**Data records:**
Segment Open

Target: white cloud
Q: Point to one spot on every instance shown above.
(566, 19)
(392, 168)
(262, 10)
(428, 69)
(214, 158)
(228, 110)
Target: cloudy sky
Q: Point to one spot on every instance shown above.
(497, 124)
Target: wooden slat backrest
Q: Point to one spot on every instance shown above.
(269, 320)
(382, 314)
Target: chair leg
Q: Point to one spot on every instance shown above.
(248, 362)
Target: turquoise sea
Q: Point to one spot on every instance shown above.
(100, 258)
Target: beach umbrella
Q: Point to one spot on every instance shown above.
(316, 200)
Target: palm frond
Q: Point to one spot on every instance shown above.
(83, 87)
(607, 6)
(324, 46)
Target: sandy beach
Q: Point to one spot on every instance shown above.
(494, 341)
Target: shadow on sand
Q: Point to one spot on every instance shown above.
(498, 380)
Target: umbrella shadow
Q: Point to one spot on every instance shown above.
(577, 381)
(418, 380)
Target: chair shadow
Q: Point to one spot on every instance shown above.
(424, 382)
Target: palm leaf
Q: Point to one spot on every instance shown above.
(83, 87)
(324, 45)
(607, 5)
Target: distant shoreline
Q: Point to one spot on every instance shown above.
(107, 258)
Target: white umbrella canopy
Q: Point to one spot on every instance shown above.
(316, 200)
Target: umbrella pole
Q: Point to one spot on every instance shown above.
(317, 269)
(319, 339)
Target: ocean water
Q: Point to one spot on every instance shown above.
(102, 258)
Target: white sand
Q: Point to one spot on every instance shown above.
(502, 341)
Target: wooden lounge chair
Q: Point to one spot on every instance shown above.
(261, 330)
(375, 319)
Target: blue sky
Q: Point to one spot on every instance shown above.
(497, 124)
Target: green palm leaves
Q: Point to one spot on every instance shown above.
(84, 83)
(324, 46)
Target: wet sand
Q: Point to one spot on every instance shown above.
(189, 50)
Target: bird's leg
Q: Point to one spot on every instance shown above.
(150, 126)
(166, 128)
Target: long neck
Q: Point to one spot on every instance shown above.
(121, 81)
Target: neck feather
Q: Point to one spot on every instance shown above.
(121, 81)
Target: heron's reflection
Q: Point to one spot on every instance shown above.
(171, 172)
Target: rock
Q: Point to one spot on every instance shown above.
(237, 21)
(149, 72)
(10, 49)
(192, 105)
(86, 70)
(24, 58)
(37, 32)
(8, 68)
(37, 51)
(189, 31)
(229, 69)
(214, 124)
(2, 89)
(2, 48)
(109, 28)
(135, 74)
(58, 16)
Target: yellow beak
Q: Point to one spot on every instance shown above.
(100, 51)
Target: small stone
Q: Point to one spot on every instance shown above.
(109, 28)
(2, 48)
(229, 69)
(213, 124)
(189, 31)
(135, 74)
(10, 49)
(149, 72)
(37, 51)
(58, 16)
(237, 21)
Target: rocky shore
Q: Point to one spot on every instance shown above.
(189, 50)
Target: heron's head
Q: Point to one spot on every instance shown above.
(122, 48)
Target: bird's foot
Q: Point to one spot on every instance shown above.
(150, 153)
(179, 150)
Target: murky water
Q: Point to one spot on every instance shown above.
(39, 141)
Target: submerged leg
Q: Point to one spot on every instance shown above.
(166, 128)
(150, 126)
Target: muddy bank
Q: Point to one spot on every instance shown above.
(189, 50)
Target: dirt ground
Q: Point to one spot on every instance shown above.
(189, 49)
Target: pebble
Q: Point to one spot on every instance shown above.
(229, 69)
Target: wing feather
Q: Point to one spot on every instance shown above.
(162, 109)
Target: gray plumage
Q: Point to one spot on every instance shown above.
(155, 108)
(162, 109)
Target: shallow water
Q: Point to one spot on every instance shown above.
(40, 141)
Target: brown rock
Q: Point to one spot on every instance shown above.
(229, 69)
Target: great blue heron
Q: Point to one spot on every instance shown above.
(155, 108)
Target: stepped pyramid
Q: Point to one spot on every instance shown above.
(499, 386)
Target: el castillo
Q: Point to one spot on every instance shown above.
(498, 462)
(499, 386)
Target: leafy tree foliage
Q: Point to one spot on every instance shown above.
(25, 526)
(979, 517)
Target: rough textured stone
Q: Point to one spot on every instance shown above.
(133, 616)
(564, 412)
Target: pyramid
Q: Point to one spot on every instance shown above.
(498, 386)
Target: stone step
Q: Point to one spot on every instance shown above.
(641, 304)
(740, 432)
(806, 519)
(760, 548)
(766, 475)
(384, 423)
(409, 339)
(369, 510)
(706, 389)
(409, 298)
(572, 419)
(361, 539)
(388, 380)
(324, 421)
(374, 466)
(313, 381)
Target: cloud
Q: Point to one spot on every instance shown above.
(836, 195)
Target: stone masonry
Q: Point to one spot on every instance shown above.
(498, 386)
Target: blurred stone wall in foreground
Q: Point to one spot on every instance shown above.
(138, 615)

Segment Closed

**Work request:** Go through the listing above and copy each line that contains "stone".

**Exercise answer:**
Target: small stone
Target: rough textured stone
Target: stone step
Target: stone masonry
Target: blurred stone wall in foreground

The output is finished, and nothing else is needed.